でも、それを「作る」までの動きを考えた瞬間、
体も気持ちも、すっと止まってしまう。

作らないと決めたら、
手を抜いた気がしてしまう。
ちゃんとできなかった一日を、
自分で認めてしまうような気がしたから。

「もう十分だった」と思えるほど、今日はやってきた

それでも、
この日のしおりには、
もうこれ以上がんばる余力が残っていなかった。

利き手が使えない中で、
ワンオペの一日を回して、
みいちゃんの安全に気を配って、
それだけで、もう十分だった。

だからこの日のご飯は、
“作らない”前提で考えた。

今日を無事に終えることを、いちばんにする

特別な工夫はしない。
完成度も求めない。
ただ、今日を無事に終えることをいちばんにする。

火を使わない。
包丁はできるだけ持たない。
一つひとつの動きを減らす。

温めるだけのもの。
袋を開けて出すだけのもの。
洗い物が出ない選択。

テーブルの上に並んだのは、
いつもよりずっと簡単なご飯だった。
お皿の数も少なくて、
準備にかかった時間も短い。

1歳の食事は、「見守る時間」でもある

それでも、
みいちゃんは、ちゃんと食べる。

スプーンを持ちたがって、
うまくいかなくて、
少しこぼして、
それでも口に運ぶ。

食べている間も、
しおりの目は、ずっとみいちゃんを追っている。

詰まらせていないか。
立ち上がらないか。
急に泣き出さないか。

食事の時間は、
「座って食べる」だけの時間じゃない。
見守って、判断して、声をかけ続ける時間だった。

簡単な食事を前に、静かに息を整える母親と子ども。完璧じゃなくても大丈夫だと感じられるひととき。
「今日はこれでいい」
そう思えた瞬間、胸の奥が少し軽くなった。

*練習問題*:
a - 本文のうち、「でも、それを「作る」までの動きを考えた瞬間、」で始まり「もうこれ以上がんばる余力が残っていなかった。」で終わる部分を一字一句変えずに抜き出してください。
b - 本文に関する次の問いに答えてください。
(i) この日のご飯は、どんな前提で考えましたか？
(ii) 食べている間、しおりの目はずっと誰を追っていますか？
(iii) この日、しおりの利き手はどういう状態でしたか？

*抜粋データ*:
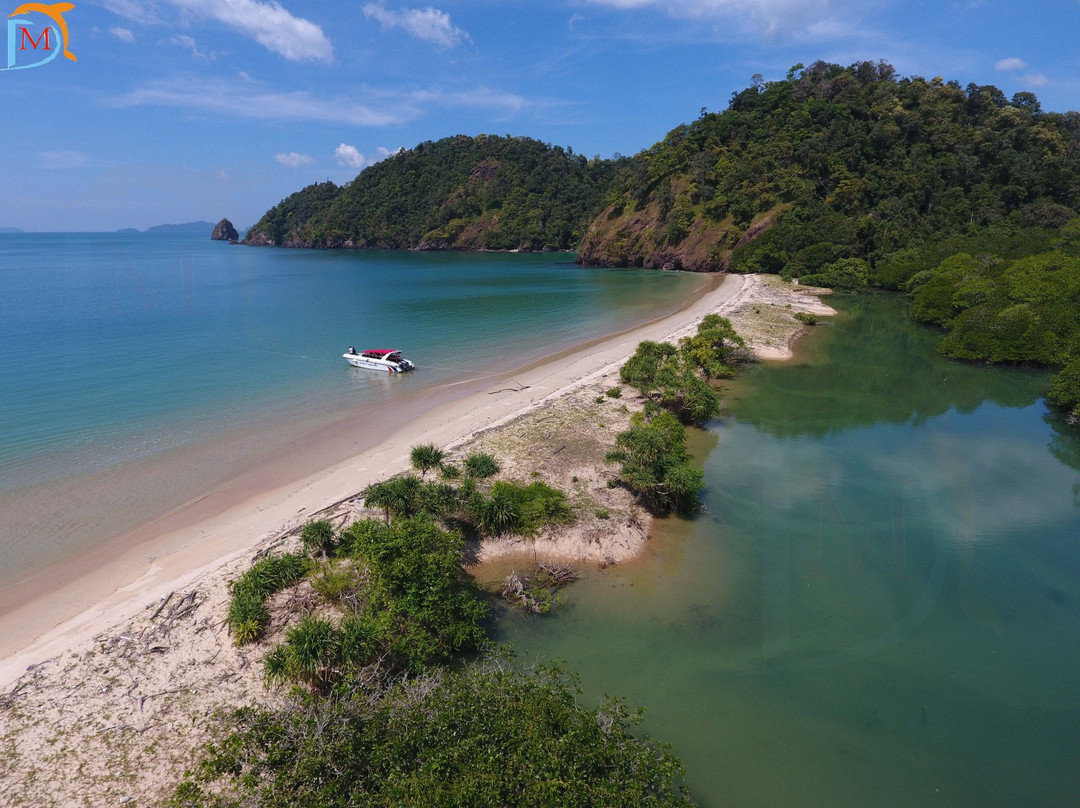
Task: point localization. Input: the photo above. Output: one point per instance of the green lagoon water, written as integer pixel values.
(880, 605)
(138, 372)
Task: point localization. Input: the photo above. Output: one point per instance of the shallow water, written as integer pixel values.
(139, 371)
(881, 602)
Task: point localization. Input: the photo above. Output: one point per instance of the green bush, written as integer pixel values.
---
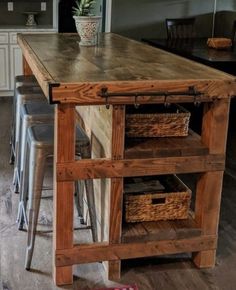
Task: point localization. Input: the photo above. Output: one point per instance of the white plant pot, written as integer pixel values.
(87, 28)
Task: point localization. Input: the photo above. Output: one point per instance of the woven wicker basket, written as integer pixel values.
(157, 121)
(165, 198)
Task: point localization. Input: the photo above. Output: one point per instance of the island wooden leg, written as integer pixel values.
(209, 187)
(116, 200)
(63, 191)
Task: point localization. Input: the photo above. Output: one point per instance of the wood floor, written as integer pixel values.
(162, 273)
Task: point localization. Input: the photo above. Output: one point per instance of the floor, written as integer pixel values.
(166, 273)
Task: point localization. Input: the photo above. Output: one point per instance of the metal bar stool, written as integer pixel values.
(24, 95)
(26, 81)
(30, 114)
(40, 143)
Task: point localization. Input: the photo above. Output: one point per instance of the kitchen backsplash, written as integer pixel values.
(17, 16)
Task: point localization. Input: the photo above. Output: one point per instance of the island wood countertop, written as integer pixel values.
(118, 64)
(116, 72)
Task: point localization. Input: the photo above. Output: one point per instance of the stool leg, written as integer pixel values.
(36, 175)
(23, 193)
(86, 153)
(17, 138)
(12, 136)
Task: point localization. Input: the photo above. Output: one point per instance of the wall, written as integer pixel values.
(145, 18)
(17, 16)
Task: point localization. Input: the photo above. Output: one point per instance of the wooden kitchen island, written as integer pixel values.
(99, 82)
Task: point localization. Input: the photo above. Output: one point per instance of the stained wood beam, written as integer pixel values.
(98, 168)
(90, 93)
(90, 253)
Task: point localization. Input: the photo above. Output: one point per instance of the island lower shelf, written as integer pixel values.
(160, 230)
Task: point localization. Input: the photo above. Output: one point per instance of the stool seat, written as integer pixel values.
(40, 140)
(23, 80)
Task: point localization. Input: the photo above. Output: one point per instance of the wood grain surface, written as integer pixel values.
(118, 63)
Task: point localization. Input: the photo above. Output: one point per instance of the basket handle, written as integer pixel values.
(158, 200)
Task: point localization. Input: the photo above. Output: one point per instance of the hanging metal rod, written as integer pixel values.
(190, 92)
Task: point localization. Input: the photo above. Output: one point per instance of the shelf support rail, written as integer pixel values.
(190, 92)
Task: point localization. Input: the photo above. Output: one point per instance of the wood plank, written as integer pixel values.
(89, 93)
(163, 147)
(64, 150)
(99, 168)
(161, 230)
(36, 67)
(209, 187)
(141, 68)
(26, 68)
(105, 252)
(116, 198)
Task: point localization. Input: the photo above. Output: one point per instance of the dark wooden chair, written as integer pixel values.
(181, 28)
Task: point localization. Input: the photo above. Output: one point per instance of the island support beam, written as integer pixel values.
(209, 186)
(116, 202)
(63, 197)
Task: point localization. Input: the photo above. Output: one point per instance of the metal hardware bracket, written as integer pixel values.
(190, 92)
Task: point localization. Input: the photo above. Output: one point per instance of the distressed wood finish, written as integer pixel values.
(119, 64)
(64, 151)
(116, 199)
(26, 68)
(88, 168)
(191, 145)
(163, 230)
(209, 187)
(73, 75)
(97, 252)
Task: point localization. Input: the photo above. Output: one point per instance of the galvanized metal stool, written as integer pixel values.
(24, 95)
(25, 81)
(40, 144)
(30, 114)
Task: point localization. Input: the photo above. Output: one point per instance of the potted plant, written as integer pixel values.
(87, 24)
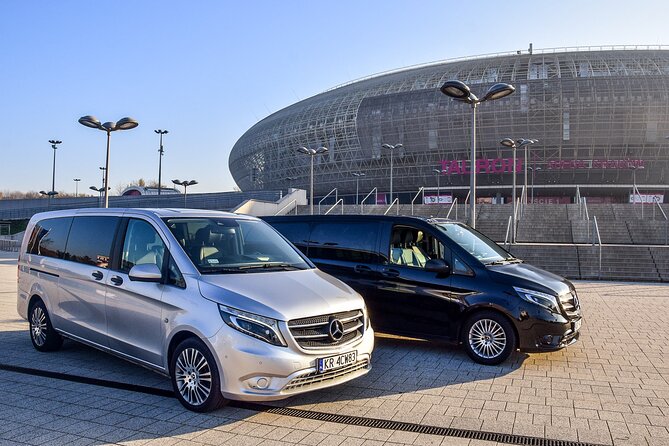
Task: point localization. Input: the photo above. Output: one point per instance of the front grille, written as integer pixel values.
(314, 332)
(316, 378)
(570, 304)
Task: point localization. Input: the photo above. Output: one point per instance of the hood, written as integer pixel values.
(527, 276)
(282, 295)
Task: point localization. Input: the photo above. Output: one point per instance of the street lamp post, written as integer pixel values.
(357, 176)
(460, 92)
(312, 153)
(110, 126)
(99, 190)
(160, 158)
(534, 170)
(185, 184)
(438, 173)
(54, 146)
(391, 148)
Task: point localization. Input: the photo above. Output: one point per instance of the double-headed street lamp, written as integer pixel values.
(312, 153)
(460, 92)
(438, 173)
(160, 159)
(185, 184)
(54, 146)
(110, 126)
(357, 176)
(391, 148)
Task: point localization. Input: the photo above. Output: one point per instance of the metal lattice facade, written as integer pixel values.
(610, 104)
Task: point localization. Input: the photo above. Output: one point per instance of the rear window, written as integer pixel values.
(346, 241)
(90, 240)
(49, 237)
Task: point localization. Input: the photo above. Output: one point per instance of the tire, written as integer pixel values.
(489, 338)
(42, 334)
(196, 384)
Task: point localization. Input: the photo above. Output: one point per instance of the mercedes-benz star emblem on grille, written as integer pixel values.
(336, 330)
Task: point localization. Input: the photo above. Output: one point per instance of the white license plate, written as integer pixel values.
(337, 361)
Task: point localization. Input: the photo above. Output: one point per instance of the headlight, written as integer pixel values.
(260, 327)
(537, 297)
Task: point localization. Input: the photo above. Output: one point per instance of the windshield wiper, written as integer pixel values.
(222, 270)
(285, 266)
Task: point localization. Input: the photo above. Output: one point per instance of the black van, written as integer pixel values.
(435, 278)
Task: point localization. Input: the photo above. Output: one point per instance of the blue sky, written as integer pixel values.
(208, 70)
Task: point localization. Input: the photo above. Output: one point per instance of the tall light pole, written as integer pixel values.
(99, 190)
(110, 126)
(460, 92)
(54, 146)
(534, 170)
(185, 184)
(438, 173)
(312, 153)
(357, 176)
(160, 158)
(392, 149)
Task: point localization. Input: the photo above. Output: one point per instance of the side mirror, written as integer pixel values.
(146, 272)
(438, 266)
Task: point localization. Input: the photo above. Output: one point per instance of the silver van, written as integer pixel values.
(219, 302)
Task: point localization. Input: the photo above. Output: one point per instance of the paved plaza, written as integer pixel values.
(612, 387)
...
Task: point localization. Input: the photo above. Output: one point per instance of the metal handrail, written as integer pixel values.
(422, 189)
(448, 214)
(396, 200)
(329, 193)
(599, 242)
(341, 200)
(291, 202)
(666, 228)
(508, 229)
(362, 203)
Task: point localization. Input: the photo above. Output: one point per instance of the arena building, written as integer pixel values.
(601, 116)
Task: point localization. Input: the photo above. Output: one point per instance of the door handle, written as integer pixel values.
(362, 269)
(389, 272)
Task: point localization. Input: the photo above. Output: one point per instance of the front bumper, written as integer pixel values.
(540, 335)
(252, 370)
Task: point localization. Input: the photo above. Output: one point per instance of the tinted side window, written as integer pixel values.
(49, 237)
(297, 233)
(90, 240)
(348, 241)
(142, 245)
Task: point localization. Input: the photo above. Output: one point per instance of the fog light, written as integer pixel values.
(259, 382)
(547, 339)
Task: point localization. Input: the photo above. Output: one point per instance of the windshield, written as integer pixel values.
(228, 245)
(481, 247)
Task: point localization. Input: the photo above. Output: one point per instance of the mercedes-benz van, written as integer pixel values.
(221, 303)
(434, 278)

*解答*:
a -
でも、それを「作る」までの動きを考えた瞬間、
体も気持ちも、すっと止まってしまう。

作らないと決めたら、
手を抜いた気がしてしまう。
ちゃんとできなかった一日を、
自分で認めてしまうような気がしたから。

「もう十分だった」と思えるほど、今日はやってきた

それでも、
この日のしおりには、
もうこれ以上がんばる余力が残っていなかった。

b -
(i) “作らない”前提
(ii) みいちゃん
(iii) 使えない状態